→ **Aim of the task**
The answer is to be an exact copy of the lines below running from the line with "Target: dry grass" down to the line with "Target: orange tree", both ends included, and nothing more.

......

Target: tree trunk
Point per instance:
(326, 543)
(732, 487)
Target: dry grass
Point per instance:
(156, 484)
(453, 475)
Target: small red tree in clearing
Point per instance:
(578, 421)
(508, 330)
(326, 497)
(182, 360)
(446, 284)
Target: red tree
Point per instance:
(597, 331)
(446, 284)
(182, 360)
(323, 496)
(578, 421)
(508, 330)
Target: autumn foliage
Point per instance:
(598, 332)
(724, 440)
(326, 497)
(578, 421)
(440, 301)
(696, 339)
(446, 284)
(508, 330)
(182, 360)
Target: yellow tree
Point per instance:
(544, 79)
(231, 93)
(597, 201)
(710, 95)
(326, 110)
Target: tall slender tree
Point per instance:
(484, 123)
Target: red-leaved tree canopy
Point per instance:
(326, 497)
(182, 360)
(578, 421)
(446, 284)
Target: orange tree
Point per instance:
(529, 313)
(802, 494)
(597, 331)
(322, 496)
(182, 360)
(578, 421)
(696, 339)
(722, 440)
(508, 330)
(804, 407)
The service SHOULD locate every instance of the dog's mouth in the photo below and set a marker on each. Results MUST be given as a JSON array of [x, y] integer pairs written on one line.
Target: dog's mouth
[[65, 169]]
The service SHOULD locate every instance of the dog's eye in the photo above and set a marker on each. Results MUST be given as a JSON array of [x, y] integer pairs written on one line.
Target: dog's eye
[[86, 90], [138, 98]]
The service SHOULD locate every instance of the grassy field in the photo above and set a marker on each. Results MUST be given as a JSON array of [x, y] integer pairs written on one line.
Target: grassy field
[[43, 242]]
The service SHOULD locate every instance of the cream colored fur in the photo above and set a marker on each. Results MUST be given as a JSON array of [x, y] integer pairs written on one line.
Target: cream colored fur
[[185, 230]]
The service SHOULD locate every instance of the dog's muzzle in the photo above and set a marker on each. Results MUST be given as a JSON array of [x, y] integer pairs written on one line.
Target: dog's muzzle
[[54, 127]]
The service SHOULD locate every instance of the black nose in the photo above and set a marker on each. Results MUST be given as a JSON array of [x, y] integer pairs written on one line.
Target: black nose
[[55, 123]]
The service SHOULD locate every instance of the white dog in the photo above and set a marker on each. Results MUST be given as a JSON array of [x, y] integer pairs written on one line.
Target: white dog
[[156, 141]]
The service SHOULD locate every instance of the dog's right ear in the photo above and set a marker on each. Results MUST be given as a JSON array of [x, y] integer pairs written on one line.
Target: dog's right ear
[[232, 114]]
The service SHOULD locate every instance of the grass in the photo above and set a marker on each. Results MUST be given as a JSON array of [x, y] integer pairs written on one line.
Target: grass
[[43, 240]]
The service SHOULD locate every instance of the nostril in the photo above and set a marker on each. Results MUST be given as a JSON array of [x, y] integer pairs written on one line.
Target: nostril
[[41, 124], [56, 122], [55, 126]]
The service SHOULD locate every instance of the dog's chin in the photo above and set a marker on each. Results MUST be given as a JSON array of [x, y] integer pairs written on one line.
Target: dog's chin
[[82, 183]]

......

→ **Reply**
Target: dry grass
Point per instance:
(156, 484)
(453, 475)
Target: small red tree in clearing
Point per instance:
(578, 421)
(508, 330)
(326, 497)
(182, 360)
(446, 284)
Target: red tree
Point per instance:
(597, 331)
(446, 284)
(182, 360)
(323, 496)
(578, 421)
(508, 330)
Target: autumn foliage
Point per instance:
(598, 332)
(724, 440)
(326, 497)
(578, 421)
(440, 301)
(696, 339)
(446, 284)
(508, 330)
(182, 360)
Target: yellow tree
Point per instance:
(544, 79)
(231, 93)
(597, 201)
(710, 95)
(326, 110)
Target: tall slender tree
Point per instance:
(484, 123)
Target: red-leaved tree canopy
Point per instance:
(326, 497)
(182, 360)
(578, 421)
(446, 284)
Target: orange tree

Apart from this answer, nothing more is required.